Friday, 4 December 2009A man who wanted to die after being left paralysed by a rugby accident is now celebrating a first class law degree and a job at a top city firm.
He is one of several people with a disabled or terminal condition who are glad they didn’t end it all, and who now live a life of value and meaning.
Matt King, who was 17 at the time of the accident, suffered injuries to his spine which left him permanently paralysed from the neck down and dependent on a ventilator to breathe.
His case has been compared to the tragic death of Daniel James, another young man who suffered a debilitating rugby injury and committed suicide at the Dignitas facility in Switzerland.
Mr King said of his accident: “I knew I had broken my neck straight away”.
He added: “The paramedics were asking me to move my toes and I couldn’t. It was completely terrifying.”
“My first thought was ‘let me die’ because my vision of what my life would be like was awful.
“But I realised in hospital that I’m still young and if I was going to lead a meaningful life I would need to get an education.”

Using the information:
1. Reproduce the stretch of the Matt King article from "He is one of" through "ventilator to breathe.".
2. According to the Matt King article, how old was he when the rugby accident happened?
None of this involves the rows.

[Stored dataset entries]
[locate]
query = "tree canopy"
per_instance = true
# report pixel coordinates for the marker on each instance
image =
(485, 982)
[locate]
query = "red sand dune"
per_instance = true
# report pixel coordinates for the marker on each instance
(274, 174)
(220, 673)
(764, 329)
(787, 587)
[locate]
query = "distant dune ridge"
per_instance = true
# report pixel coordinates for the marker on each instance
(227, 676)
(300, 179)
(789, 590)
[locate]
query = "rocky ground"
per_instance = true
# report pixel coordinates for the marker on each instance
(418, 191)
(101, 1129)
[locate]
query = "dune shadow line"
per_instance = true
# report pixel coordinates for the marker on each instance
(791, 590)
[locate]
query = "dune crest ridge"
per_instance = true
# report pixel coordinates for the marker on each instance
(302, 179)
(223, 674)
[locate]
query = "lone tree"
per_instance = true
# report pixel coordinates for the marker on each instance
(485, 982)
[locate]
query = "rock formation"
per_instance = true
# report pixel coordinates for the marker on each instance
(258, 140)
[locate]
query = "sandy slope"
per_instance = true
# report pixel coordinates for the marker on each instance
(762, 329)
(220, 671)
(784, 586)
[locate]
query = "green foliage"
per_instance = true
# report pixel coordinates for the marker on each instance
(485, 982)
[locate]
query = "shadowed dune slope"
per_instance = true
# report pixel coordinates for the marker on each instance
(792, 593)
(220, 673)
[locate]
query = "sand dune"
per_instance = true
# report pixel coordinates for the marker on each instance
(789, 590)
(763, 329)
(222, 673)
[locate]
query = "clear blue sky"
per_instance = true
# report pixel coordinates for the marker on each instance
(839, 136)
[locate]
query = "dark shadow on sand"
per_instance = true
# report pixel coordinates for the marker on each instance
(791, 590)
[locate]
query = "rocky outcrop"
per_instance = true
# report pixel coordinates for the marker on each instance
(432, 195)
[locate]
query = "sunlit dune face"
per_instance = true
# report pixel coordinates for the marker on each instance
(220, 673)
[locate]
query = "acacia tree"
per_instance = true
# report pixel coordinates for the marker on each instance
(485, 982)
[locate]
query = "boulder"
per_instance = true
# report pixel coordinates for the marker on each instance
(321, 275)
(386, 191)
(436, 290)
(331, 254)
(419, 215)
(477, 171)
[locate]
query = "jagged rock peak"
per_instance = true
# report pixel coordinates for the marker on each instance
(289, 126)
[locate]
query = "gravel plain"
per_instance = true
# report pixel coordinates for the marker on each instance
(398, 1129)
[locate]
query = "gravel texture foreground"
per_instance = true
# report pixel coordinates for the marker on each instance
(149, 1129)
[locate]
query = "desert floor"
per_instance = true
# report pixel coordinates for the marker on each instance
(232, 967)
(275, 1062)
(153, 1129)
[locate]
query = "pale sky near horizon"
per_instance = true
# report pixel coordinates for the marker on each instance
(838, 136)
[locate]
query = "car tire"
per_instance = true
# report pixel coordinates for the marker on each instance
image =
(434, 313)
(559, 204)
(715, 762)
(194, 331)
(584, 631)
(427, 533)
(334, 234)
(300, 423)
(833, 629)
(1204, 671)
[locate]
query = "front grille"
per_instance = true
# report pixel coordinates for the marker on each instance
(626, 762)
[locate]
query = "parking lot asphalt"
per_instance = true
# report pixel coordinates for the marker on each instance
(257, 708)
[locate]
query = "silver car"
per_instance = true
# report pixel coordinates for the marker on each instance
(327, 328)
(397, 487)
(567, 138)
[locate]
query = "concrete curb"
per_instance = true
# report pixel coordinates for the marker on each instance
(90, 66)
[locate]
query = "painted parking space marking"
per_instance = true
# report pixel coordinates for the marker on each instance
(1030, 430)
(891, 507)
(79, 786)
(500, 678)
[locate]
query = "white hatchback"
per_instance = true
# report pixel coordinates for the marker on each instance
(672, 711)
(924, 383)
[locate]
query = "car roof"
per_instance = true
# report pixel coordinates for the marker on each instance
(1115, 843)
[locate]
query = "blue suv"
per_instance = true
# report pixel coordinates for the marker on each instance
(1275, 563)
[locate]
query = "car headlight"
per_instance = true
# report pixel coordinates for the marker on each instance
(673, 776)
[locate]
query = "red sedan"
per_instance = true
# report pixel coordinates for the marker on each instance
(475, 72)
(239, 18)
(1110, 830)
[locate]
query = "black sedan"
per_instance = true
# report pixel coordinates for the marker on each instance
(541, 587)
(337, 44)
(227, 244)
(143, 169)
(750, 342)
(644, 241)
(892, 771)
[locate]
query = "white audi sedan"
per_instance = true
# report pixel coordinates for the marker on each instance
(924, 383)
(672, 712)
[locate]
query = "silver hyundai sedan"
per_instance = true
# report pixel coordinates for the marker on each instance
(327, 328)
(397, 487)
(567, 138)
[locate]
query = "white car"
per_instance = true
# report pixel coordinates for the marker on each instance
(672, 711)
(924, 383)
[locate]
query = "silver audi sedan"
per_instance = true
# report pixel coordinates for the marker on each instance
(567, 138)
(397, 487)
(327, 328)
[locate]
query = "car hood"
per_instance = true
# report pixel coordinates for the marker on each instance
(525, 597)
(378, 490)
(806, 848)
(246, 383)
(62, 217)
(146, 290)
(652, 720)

Answers in order:
1.
He is one of several people with a disabled or terminal condition who are glad they didn’t end it all, and who now live a life of value and meaning.
Matt King, who was 17 at the time of the accident, suffered injuries to his spine which left him permanently paralysed from the neck down and dependent on a ventilator to breathe.

2. He was 17.